#### [Görev a]
Aşağıdaki alıntıda "Enright ve Beatie" ifadesinden "beş boyutta sunmuştur." ifadesine kadar uzanan bölümü kelimesi kelimesine aktarır mısın?

=====

• Sonuç bulunamadı

2.3. İlgili Araştırmalar

2.3.1. Yurt Dışında Yapılan Çalışmalar

Enright ve Beatie (1992) çalışmalarında matematikte öğrencilerin eleştirel düşünme becerilerinin geliştirilmesi ve sonuçlarının değerlendirilmesi üzerine tartışmıştır. Eleştirel düşünme becerileri öğretimini SOLVE (Study the Problem, Organize the Data, Line up a Plan, Verify the Plan, Evaluate the Match) başlığı altında incelemiş ve beş boyutta sunmuştur.

 Matematik Problemlerini Tanımlama

 Verileri organize etme

 Planlama

 Planın sağlamasını yapma.

 Değerlendirme yapma adımlarında eleştirel düşünme becerilerinin göstergelerini ele almış ve ayrıntılı olarak tartışmıştır.

Sonuç olarak eleştirel düşünme becerilerinin ayrıntılı özellikleri ile tanımlayabileceği, ayırt edilebileceği ve değerlendirebilir yetenekler olduğunu, pratik uygulamalarla öğrencinin bu yeteneklerinin geliştirilebileceğini ifade etmiştir.

Boucher (1998), birinci sınıflar ile akıl yürüterek tahmin etmenin eleştirel düşünmenin gelişiminde etkisini incelemiştir. Öğrencinin akıl yürüterek tahmin etmesinin tahminden daha fazla şey ifade ettiğini belirtmiştir. Akıl yürüterek tahmin etmeye dayalı olarak hazırladığı ünitesinde farklı kültürden öğrencilerin gerçek yaşamda tanıyabileceği materyaller alarak (çivi vida, tartı, şeker, bonibon kutusu, kronometre vb.) öğrencilere sorular sormuş ve bunları kaydetmiştir (örnek; bobin kutusundan kaç tane var). Ardından tahminlerin zayıf olduğunu tespit etmiş ve bu beceriyi geliştirmeye yönelik benzer örneklerle üniteye devam etmiştir. Öğrenciler bazı büyüklüklerin standart olmadığı gerçeğini kavrayarak (avuç içi vb.) farklı yollar deneme, ayrıntıları görme becerileri ile akıl yürüterek tahmin etmeyi öğrenmişlerdir.

Çalışma bir yıl sürmüş ve ailelerden alınan görüşler çocukların tahmin becerisini okul dışında da kullandığını ifade etmiştir. Ayrıca yazara göre tahminler sınıfta eleştirel düşünme fırsatını doğurmuş, öğrenciler akıl yürüterek ya da yürütmeden, düşünme arasındaki farkı anlamışlar, olası çözümleri öngörmek için bir yöntem olarak tahmin etmeyi kullanmışlardır.

=====

#### [Görev b]
Aşağıdaki listede "wooden" kelimesini içeren kaç satır var? Büyük-küçük harf ayrımı dikkate alınsın, yalnızca sayıyı yaz.

=====

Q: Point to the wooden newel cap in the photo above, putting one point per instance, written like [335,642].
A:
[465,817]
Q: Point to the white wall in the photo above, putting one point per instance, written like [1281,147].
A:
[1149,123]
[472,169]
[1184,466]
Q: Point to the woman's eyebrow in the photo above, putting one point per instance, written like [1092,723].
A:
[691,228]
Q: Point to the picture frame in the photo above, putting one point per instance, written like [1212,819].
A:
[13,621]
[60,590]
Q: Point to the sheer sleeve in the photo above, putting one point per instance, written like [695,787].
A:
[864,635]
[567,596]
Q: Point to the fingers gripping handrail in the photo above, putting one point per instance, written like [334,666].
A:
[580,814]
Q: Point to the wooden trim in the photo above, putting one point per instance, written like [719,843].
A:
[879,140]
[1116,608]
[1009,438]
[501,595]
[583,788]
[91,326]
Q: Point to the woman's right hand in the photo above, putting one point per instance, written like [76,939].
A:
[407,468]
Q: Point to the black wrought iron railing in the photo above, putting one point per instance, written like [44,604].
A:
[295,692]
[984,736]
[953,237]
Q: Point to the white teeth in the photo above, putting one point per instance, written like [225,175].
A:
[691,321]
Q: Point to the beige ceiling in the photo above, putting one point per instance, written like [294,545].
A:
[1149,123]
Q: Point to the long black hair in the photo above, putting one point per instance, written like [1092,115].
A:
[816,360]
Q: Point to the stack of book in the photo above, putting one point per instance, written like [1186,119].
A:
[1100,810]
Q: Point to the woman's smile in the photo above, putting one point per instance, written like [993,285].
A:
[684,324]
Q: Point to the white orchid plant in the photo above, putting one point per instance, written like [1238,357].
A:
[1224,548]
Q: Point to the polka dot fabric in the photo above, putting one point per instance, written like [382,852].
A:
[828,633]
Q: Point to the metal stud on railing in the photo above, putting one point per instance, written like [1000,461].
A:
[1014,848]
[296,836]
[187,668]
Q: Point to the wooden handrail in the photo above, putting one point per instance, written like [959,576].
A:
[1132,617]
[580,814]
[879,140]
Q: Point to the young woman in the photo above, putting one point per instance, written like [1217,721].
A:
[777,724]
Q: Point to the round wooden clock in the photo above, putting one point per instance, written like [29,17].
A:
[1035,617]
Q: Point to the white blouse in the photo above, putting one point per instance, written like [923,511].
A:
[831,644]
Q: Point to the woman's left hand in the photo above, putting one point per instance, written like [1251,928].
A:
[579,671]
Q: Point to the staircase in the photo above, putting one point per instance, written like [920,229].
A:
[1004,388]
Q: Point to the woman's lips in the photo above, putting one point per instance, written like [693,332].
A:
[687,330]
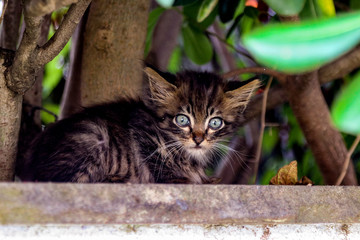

=====

#### [Yanıt a]
Enright ve Beatie (1992) çalışmalarında matematikte öğrencilerin eleştirel düşünme becerilerinin geliştirilmesi ve sonuçlarının değerlendirilmesi üzerine tartışmıştır. Eleştirel düşünme becerileri öğretimini SOLVE (Study the Problem, Organize the Data, Line up a Plan, Verify the Plan, Evaluate the Match) başlığı altında incelemiş ve beş boyutta sunmuştur.

#### [Yanıt b]
4